Point localization data
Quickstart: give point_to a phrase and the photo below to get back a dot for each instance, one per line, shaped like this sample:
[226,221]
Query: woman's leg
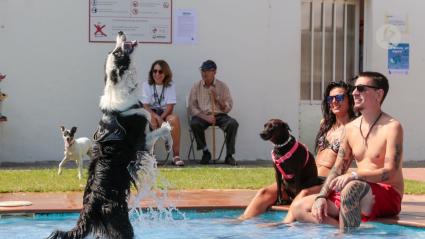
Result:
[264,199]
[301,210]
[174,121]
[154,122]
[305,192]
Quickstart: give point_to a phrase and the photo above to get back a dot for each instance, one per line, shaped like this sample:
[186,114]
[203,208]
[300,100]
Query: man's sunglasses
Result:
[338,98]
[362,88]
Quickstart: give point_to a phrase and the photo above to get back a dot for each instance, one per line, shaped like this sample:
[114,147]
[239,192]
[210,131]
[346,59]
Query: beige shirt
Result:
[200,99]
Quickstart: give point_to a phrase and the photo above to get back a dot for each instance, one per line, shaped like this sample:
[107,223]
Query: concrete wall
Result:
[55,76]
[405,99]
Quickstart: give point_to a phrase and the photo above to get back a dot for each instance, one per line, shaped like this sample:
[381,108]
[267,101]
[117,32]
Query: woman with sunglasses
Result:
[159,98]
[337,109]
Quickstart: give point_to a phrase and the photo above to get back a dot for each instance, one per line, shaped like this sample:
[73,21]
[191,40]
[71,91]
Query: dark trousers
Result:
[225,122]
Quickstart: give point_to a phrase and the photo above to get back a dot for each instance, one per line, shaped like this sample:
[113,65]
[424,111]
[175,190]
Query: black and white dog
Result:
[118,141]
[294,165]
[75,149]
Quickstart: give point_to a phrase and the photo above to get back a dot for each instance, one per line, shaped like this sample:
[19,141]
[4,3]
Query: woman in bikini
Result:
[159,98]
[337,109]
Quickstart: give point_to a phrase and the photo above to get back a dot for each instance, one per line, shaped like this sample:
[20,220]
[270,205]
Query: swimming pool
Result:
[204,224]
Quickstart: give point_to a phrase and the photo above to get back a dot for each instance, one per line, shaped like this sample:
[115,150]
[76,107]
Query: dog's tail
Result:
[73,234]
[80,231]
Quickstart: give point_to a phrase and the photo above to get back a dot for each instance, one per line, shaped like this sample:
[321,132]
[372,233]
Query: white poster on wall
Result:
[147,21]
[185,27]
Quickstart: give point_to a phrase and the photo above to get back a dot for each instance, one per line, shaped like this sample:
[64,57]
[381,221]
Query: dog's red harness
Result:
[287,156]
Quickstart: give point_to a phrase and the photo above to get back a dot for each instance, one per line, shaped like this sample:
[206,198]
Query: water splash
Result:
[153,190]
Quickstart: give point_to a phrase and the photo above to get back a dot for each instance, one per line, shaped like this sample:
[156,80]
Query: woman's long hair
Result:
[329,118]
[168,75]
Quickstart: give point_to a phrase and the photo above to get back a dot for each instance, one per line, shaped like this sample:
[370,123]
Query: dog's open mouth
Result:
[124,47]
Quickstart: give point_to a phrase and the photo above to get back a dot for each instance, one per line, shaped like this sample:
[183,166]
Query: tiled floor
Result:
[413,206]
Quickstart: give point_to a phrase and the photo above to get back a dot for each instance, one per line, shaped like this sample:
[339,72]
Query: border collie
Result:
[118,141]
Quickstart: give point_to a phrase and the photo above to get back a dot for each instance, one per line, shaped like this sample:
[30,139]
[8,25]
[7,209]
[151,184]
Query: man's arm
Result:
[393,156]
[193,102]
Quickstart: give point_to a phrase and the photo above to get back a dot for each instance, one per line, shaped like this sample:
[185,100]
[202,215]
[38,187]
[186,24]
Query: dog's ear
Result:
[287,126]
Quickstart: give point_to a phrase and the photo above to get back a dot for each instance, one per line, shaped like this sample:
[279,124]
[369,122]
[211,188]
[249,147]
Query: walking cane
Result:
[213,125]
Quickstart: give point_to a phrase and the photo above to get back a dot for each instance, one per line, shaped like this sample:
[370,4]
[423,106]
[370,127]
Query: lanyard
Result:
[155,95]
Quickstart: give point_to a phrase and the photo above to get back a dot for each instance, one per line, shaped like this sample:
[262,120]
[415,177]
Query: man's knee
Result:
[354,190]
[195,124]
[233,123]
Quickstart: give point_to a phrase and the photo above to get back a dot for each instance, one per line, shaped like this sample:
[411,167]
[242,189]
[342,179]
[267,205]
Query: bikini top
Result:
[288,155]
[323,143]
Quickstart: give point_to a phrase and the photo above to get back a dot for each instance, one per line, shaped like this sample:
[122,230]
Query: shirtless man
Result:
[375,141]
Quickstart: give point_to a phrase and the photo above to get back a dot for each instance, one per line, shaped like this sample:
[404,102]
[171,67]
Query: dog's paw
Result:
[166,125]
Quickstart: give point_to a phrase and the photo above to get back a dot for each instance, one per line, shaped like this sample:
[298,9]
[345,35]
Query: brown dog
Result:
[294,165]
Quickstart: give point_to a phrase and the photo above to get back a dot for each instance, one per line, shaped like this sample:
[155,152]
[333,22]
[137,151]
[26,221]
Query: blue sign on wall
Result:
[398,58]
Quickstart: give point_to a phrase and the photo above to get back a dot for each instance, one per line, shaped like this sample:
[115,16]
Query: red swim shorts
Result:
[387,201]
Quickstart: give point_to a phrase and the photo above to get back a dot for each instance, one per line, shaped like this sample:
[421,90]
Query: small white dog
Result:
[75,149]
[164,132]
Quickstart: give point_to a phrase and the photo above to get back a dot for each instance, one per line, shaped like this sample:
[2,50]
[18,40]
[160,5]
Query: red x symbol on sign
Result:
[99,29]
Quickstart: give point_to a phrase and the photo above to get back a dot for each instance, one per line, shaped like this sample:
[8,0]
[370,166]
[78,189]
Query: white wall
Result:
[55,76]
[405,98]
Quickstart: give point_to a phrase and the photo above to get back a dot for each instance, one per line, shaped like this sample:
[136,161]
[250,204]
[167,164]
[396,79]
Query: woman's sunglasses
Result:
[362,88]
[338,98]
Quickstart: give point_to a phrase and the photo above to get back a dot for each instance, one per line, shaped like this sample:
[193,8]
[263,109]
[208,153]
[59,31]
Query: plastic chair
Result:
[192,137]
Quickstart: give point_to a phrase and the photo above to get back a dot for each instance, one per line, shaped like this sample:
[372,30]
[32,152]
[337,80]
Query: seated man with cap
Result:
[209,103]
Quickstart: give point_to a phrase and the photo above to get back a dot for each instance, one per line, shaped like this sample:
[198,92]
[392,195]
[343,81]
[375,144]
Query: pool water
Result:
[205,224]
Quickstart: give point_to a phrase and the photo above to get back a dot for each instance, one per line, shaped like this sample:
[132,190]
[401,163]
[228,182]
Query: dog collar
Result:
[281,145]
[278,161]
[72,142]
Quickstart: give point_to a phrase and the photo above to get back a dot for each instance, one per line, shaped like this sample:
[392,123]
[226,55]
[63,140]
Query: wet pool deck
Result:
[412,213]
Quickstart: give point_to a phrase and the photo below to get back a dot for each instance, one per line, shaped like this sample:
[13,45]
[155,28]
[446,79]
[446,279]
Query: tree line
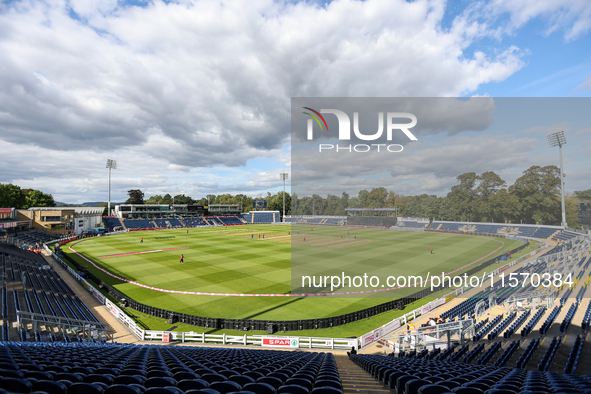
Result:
--
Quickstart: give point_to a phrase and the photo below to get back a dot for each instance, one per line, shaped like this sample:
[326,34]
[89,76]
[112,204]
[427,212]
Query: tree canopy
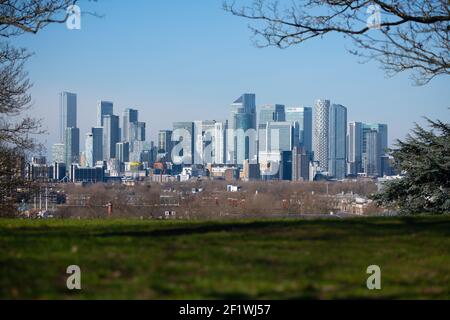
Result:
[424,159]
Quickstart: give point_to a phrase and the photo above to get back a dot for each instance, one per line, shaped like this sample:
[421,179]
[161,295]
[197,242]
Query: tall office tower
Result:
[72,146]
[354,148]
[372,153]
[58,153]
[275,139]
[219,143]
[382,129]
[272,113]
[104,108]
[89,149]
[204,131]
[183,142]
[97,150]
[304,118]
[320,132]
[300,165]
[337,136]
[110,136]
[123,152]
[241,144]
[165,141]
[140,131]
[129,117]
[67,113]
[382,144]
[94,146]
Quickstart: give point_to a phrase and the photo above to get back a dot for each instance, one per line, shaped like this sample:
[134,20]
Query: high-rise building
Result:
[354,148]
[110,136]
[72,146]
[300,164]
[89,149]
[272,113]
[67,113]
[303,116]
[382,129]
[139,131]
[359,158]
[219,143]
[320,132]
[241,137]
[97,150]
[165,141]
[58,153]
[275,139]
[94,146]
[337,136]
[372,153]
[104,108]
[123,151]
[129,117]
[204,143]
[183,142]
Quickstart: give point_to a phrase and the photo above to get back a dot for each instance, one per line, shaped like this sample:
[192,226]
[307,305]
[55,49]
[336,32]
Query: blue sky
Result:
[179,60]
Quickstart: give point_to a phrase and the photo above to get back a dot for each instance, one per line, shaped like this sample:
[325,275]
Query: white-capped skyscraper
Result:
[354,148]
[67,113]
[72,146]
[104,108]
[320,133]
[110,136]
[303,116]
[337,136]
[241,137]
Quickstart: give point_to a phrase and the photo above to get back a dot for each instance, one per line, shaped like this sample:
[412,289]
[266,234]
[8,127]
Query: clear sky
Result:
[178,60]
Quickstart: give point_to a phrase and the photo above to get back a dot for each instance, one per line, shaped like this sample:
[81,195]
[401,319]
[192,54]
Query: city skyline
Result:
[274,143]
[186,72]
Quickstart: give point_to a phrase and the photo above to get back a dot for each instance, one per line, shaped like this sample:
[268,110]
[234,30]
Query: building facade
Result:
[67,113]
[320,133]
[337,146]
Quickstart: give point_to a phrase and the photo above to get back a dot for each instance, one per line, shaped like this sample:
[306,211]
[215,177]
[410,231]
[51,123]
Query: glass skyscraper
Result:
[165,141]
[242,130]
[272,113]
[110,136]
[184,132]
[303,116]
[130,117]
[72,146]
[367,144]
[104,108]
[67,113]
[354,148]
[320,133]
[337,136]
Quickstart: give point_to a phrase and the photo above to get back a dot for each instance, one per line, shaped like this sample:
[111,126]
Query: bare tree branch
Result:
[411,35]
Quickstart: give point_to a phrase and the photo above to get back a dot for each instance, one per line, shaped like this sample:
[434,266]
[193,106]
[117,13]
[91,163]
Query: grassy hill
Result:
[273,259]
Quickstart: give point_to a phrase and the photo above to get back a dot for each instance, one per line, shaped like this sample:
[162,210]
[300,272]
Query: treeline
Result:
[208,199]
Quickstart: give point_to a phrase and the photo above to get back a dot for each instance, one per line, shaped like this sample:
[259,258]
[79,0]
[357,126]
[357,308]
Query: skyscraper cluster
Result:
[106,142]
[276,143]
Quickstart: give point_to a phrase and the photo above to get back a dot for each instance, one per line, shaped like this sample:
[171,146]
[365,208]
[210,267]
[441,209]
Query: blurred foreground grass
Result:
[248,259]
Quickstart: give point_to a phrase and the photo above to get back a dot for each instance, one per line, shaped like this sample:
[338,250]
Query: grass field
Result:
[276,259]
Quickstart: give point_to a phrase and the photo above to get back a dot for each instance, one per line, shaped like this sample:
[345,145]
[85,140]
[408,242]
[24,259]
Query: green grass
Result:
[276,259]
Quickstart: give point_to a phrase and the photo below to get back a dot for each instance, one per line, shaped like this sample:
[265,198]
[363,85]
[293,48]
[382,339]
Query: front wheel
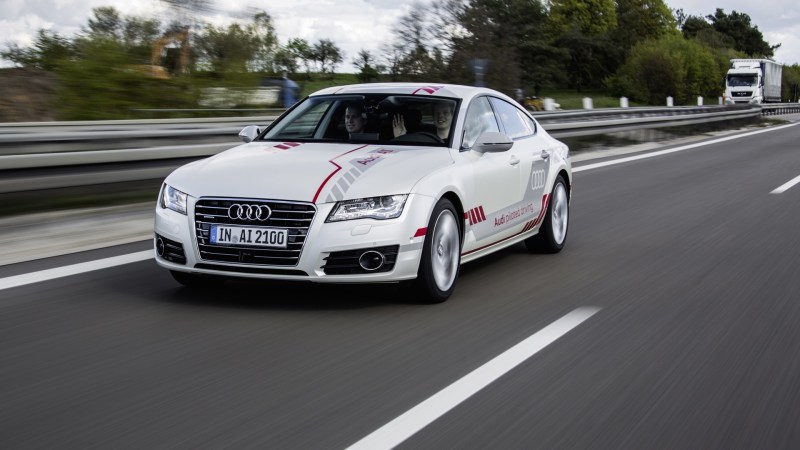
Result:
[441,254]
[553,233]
--
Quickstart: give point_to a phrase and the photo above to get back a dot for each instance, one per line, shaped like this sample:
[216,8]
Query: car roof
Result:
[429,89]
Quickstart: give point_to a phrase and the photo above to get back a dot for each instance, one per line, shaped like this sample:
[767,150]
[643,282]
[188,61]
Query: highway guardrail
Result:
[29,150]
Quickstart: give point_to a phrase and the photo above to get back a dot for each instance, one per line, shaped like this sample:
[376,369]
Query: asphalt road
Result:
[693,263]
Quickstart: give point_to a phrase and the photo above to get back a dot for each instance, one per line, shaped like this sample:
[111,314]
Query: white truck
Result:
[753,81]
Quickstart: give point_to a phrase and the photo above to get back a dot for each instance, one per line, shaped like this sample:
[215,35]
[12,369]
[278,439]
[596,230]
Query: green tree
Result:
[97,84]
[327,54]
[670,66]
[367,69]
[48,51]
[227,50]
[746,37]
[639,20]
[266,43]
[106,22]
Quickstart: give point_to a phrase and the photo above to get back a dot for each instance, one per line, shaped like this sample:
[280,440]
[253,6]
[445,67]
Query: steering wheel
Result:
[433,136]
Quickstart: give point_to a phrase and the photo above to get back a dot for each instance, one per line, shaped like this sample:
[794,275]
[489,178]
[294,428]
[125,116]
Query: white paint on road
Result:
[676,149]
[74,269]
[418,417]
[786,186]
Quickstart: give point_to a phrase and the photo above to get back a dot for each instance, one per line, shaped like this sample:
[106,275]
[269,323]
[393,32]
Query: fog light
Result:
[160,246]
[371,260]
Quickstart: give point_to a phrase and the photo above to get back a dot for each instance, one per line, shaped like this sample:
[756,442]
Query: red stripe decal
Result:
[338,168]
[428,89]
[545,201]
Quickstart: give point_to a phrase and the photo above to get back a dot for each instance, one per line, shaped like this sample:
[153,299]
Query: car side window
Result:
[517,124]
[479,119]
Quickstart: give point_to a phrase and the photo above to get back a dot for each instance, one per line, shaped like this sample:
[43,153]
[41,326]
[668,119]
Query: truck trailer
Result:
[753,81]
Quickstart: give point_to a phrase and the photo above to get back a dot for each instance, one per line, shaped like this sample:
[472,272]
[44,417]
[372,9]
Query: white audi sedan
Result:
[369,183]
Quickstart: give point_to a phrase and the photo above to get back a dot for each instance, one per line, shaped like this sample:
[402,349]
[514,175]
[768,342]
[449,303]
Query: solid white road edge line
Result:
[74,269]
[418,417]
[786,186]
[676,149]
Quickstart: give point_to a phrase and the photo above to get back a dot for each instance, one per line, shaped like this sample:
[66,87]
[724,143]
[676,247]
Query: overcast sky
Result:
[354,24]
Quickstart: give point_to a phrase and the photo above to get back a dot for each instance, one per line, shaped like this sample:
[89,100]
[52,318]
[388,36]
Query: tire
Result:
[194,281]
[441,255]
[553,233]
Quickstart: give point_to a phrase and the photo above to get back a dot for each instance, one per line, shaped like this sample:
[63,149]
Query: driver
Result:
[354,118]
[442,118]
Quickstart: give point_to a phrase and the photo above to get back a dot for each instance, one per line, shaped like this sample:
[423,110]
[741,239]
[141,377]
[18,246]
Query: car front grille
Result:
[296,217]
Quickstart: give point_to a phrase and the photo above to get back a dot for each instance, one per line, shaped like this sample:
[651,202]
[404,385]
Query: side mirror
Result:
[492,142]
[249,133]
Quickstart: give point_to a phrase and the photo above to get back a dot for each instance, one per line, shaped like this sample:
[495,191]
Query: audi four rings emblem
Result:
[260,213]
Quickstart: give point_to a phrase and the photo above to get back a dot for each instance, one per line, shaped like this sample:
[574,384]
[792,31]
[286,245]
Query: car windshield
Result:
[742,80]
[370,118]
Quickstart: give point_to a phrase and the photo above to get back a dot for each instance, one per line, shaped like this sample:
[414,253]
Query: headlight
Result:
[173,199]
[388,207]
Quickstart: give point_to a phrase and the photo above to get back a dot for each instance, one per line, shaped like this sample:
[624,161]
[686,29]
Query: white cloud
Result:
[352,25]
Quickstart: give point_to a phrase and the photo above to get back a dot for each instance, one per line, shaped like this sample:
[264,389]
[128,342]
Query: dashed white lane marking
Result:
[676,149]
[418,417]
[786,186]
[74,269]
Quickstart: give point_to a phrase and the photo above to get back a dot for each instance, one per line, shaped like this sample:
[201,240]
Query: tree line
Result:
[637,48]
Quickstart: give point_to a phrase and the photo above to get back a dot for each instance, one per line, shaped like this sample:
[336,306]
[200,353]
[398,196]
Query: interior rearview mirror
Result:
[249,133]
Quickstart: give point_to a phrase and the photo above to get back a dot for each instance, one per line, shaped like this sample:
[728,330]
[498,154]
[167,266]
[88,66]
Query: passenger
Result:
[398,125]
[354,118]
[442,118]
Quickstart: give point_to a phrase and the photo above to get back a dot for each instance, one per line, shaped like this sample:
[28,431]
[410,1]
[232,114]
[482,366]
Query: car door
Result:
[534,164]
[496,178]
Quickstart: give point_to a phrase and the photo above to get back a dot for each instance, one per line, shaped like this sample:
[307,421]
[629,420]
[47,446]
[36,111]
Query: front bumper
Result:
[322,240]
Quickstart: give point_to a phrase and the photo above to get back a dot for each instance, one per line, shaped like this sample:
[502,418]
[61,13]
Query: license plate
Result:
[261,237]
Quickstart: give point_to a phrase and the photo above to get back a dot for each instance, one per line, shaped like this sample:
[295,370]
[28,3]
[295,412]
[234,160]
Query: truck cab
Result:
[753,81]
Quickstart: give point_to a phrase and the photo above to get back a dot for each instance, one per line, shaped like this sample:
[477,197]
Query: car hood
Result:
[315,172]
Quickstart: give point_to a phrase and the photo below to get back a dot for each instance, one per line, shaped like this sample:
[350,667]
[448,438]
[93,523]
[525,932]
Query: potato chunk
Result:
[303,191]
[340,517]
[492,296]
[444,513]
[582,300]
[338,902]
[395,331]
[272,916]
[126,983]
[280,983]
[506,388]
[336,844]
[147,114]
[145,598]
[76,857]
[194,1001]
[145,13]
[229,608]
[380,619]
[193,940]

Your objective: In the records above, find each line that mentions the string "water", then copy it.

Solution:
Query: water splash
Query: pool water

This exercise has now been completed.